抜粋 |
▼

【第231号】医学とは多くの科学の交わるところ

筆者:武田克彦(24回)
文京認知神経科学研究所 所長

 2022年11月尚学塾「特別授業」で「生まれ変わってもまた神経内科医に」という題で在校生を前にお話をしました。そこで言い足りなかったことなどを、付け加えさせていただきます。

 授業ではまず「いかにして神経内科医になったか」を述べました。神経内科医になったのは、恩師の一言などさまざまな事柄の堆積の結果です。なってからは、言ってみれば刀で切るか切られるかというような、真剣勝負の世界に身を置くことになりましたが、そういう場面にいるということは幸せなことと思います。その後神経心理学、脳科学のお話をしました。

▲

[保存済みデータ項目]
▼

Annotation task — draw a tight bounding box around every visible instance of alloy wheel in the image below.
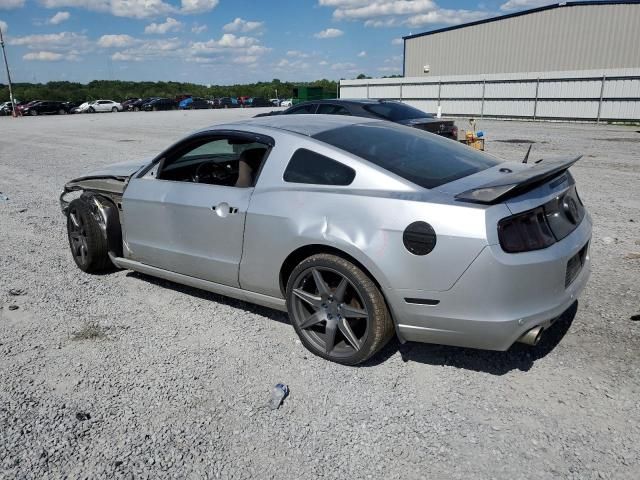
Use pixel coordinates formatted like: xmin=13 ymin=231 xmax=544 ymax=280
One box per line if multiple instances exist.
xmin=69 ymin=209 xmax=89 ymax=265
xmin=292 ymin=267 xmax=369 ymax=358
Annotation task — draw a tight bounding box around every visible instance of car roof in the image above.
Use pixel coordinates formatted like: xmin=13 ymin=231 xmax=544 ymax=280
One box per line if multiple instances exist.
xmin=221 ymin=114 xmax=380 ymax=137
xmin=294 ymin=98 xmax=398 ymax=107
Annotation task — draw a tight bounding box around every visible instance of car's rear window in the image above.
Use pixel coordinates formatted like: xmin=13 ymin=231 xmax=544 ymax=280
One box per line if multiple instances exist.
xmin=363 ymin=102 xmax=433 ymax=122
xmin=314 ymin=122 xmax=499 ymax=188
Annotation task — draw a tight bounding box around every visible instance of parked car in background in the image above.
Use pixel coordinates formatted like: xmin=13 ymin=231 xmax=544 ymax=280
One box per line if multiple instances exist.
xmin=60 ymin=115 xmax=592 ymax=365
xmin=141 ymin=98 xmax=178 ymax=112
xmin=178 ymin=97 xmax=212 ymax=110
xmin=63 ymin=102 xmax=83 ymax=113
xmin=122 ymin=98 xmax=142 ymax=112
xmin=244 ymin=97 xmax=273 ymax=107
xmin=22 ymin=101 xmax=69 ymax=117
xmin=257 ymin=99 xmax=458 ymax=141
xmin=0 ymin=99 xmax=20 ymax=117
xmin=16 ymin=100 xmax=42 ymax=115
xmin=87 ymin=100 xmax=122 ymax=113
xmin=127 ymin=97 xmax=158 ymax=112
xmin=216 ymin=97 xmax=240 ymax=108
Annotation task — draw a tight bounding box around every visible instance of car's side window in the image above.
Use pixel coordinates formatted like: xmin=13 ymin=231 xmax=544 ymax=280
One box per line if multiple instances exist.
xmin=287 ymin=103 xmax=316 ymax=115
xmin=156 ymin=137 xmax=268 ymax=187
xmin=283 ymin=148 xmax=356 ymax=185
xmin=316 ymin=103 xmax=351 ymax=115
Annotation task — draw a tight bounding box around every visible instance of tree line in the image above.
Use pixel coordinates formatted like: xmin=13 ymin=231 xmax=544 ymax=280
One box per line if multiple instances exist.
xmin=0 ymin=78 xmax=337 ymax=102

▲

上の抜粋を、一字も変えずに全文書き写しなさい。

本問の解答 |
【第231号】医学とは多くの科学の交わるところ

筆者:武田克彦(24回)
文京認知神経科学研究所 所長

 2022年11月尚学塾「特別授業」で「生まれ変わってもまた神経内科医に」という題で在校生を前にお話をしました。そこで言い足りなかったことなどを、付け加えさせていただきます。

 授業ではまず「いかにして神経内科医になったか」を述べました。神経内科医になったのは、恩師の一言などさまざまな事柄の堆積の結果です。なってからは、言ってみれば刀で切るか切られるかというような、真剣勝負の世界に身を置くことになりましたが、そういう場面にいるということは幸せなことと思います。その後神経心理学、脳科学のお話をしました。